Saved entries
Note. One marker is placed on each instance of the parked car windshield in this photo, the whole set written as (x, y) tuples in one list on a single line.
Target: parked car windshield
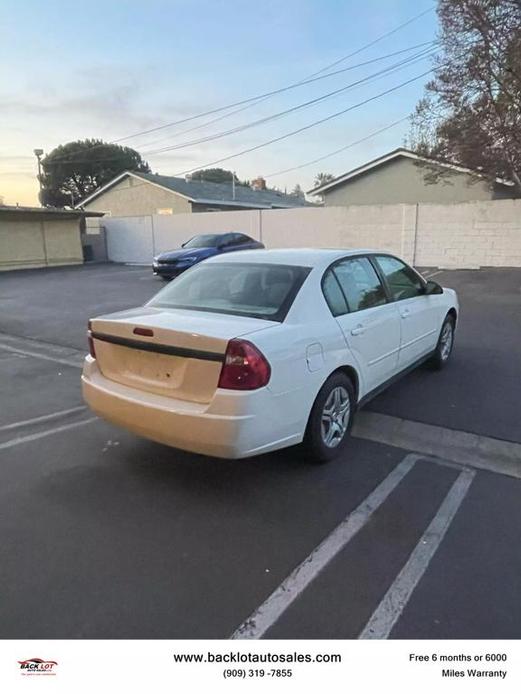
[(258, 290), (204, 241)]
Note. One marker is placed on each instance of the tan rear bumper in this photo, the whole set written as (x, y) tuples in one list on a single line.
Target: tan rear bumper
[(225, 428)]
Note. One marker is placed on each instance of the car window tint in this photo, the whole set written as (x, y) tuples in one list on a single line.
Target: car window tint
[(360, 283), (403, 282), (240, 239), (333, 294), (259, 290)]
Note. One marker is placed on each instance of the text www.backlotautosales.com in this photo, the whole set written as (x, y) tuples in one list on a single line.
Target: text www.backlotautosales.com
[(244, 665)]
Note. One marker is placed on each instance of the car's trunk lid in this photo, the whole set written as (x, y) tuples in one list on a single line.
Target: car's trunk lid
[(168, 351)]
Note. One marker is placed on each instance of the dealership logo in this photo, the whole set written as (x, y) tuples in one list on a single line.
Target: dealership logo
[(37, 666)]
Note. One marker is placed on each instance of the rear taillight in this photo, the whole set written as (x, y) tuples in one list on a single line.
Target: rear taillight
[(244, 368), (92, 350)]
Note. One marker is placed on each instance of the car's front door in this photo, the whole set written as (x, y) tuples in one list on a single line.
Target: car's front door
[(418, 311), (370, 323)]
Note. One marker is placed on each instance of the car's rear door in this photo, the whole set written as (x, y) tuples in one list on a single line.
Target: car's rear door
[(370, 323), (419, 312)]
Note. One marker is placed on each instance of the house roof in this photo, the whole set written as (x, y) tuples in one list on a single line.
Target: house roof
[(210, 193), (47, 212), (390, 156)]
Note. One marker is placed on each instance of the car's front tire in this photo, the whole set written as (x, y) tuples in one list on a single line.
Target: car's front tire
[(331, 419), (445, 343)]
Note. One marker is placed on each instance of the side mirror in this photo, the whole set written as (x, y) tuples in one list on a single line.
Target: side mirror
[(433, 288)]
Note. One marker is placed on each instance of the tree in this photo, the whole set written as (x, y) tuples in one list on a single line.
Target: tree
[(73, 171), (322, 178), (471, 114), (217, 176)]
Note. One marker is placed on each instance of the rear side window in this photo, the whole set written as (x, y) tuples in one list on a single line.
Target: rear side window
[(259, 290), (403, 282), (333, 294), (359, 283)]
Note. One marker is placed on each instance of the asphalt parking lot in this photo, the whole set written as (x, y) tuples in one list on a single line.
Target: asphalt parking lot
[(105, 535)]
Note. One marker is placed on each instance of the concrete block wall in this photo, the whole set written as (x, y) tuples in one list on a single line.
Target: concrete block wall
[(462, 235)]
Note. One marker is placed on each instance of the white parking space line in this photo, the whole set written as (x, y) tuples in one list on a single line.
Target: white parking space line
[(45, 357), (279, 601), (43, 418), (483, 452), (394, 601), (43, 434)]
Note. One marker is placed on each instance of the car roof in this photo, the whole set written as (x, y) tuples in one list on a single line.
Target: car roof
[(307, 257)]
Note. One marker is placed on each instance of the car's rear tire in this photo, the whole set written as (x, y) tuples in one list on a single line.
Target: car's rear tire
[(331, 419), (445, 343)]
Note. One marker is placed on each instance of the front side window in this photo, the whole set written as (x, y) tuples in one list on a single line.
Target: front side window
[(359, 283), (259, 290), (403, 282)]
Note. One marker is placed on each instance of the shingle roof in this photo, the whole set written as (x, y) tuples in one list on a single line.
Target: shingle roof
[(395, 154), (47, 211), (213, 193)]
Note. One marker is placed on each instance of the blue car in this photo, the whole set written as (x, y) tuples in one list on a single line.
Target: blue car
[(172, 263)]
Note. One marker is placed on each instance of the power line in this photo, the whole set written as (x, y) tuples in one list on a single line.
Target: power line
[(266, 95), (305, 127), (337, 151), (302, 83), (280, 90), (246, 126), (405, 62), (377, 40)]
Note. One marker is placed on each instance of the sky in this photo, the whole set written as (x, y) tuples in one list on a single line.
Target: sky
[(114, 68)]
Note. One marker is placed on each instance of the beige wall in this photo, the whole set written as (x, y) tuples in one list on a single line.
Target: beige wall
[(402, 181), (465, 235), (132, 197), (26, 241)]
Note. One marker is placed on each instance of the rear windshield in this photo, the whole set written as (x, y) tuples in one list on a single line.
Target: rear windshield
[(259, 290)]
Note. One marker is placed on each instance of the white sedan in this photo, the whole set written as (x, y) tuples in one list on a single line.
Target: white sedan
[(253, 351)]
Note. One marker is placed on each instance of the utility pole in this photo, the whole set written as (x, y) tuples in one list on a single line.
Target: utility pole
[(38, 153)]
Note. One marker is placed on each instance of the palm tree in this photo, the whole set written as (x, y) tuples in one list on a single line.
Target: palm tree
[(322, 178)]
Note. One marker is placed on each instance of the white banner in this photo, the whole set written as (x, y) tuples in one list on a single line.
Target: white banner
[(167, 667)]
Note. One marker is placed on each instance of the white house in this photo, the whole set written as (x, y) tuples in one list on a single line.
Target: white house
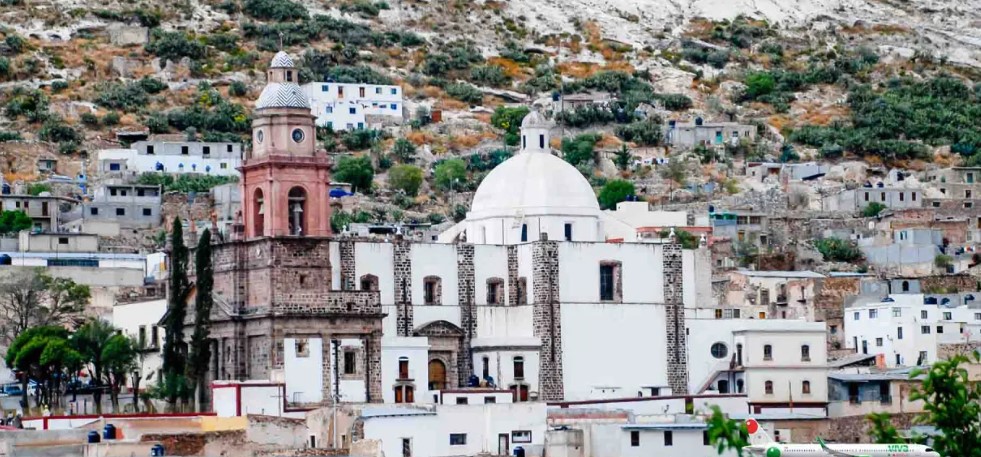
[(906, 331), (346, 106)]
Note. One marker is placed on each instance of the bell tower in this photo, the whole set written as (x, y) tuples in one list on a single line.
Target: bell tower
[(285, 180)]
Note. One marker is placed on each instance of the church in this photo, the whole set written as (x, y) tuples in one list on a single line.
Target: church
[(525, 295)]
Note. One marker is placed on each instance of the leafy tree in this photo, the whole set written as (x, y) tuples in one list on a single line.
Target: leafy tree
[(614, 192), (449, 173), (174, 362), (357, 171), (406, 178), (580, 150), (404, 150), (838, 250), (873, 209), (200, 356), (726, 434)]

- **WORK INSTRUCTIONS**
Retype the data above verbatim, minus images.

- **ANSWER TO THIS PROBLEM**
Note. One marker is placed on each instance of the parked car windshield in this photo, the whole set written as (x, y) tuples in one list on a single line.
Target: parked car windshield
[(258, 290), (204, 241)]
Note. One marker is placed on each instance of the tan rear bumper in this photo, the whole set written as (x, y) tuples in one list on a single line.
Target: tan rear bumper
[(225, 428)]
Note. One marker is placed on each instance of the car window tint in this photo, the whole set written as (x, y) tuples in one list on a single line.
Target: car window tint
[(360, 283), (403, 282), (240, 239), (333, 294), (259, 290)]
Note. One marker is placed on each instance of the text www.backlotautosales.com in this photo, the whole set written as (x, y) tuples in one list on a single line.
Target: text www.backlotautosales.com
[(244, 665)]
Note. One marker is placed on each instance of the car's trunk lid in this photo, the whole set written as (x, y) tuples in one list on a single line.
Target: car's trunk lid
[(168, 351)]
Note. One marker is placed on each instance of the dealership logo in this photo, the whole set written as (x, y) tuples in one list on a single line.
Target: dealership logo
[(37, 666)]
Note. One marker is placed on each instance of the rear taillight in this photo, the whole set written as (x, y) tuples in one list on a single line.
Target: rear taillight
[(244, 368), (92, 350)]
Note. One marker is placed on each instance of the car's front door in this photo, the whole set written as (x, y) tuples in one list on a single line.
Target: car's front door
[(418, 311), (370, 323)]
Note. One marker is placed on each instance of the car's rear door in this photo, the whole set written as (x, y) tuples in one list on a single line.
Target: car's rear door
[(370, 323), (419, 312)]
Note. One marker is placed on each instance of the house roof in this photo, the whole set written as (x, y) tuples in one list on a single line.
Target: house roof
[(210, 193), (47, 212), (390, 156)]
Note. One marker is placed on each instance of the car's front tire in this photo, the whole set written as (x, y) tuples in one list on a single line.
Target: car's front tire
[(331, 419), (445, 343)]
Note. One marker is placed on each instance of the side mirror in this photo, the whole set written as (x, y) tuples in one list on a single line.
Target: side mirror
[(433, 288)]
Note. One marker is placed on each instance of the tree in this photo, the whole set written as (x, y) tuples in one list on a single line.
Target: tree
[(73, 171), (322, 178), (471, 114), (217, 176)]
Note. One marker is placed on each instance of the rear side window in this photo, the whole set written as (x, y) tuples in one list on a single line.
Target: rear side window
[(259, 290), (403, 282), (333, 294), (359, 283)]
Note. One marker is placed on each instance of the asphalt parking lot in this photo, the whole set written as (x, y) tuples in one list on a single line.
Target: asphalt parking lot
[(105, 535)]
Note. One marker is placed on each instance of the concrete block wall in this photo, the whole set written as (x, y) tuples in one list on a single line.
Target: concrete block wall
[(462, 235)]
Note. One marker is placed on each instance of the white parking space line in this photo, the whole set written as (x, y) tuples in one list on a single line.
Target: white parking space line
[(45, 357), (279, 601), (43, 418), (483, 452), (394, 601), (43, 434)]
Note. One marker is placed on each instance of the car roof in this photo, the whole set written as (x, y) tuples in one list on a single line.
Target: car roof
[(307, 257)]
Note. One marker is placed on each instance of the car's rear tire in this photo, the whole set written as (x, y) tuples in one list on a single line.
Target: car's rear tire
[(331, 419), (445, 343)]
Note. One marker is placed on each instance of the front side window in this photo, the whole set written as (x, y) tuples in one list on a single line.
Target: front side window
[(359, 283), (259, 290), (403, 282)]
Note. One marker is placed on each instance of the shingle roof in this photo, the whole set written as (x, y) tuples in one list on a single line.
Target: shingle roof
[(395, 154), (47, 211), (213, 193)]
Note. One marker is placed on each instance of the blue car in this photo, the whole set written as (x, y) tuples in one list on a single line.
Target: blue car
[(172, 263)]
Note. One marker is placed on each instance of the power line in this photo, the whole set written as (x, y) tuples in one list on a single line.
Target: power line
[(266, 95), (305, 127), (337, 151), (302, 83), (280, 90), (246, 126), (405, 62), (377, 40)]
Note. One marker is placed on each instance of the sky in this photo, the whole set written as (x, y) tuples in one list on a single line.
Target: sky
[(114, 68)]
Note. One marker is placed on each instance of the beige wall in this photo, the whole set written as (x, y) tuples in one list on a single line.
Target: beige wall
[(402, 181), (465, 235), (132, 197), (26, 241)]
Note. One marker is placed on each instance of the rear windshield in this photo, the whole set written as (x, y) tuples in one list on a single line.
Target: rear windshield
[(259, 290)]
Note. One marker is placed on each instance of the white sedan in this photo, the whole set written as (x, y) tuples in one list on a single line.
Target: white sedan
[(253, 351)]
Note. One marker is placed on each instance of the utility pole in this photo, the whole set written as (x, y) tuples in one list on a single line.
Target: utility pole
[(38, 153)]
Note. One marker is placed on each instance of the palm tree in this photo, the whole set written as (x, y) tuples in one list on a single line.
Target: palm tree
[(322, 178)]
Note. One marker is placed on each instance of the white banner in this photo, the whole set written as (x, y) tuples in one list on a single line.
Target: white banner
[(167, 667)]
Note. One marker is placed on each instance of the white house in this photo, the whole set written as (x, y) tuples in one list on a single line.
Target: white house
[(906, 331), (346, 106)]
Note. One marker is placed on each instance of the bell tower in this photo, the whole set written as (x, y) tuples in one list on a single line.
Target: bell tower
[(285, 180)]
Note. One marker is placed on each instance of the church in this photo, the whole set written as (x, y) tuples in one list on a single line.
Target: church
[(525, 295)]
Note. One marker is placed on each instance of the leafy tree in this photo, the whole set written as (x, y) tuples in one list on a single line.
Target: leafy tree
[(614, 192), (449, 173), (174, 362), (357, 171), (406, 178), (580, 150), (404, 150), (838, 250), (873, 209), (200, 356), (726, 434)]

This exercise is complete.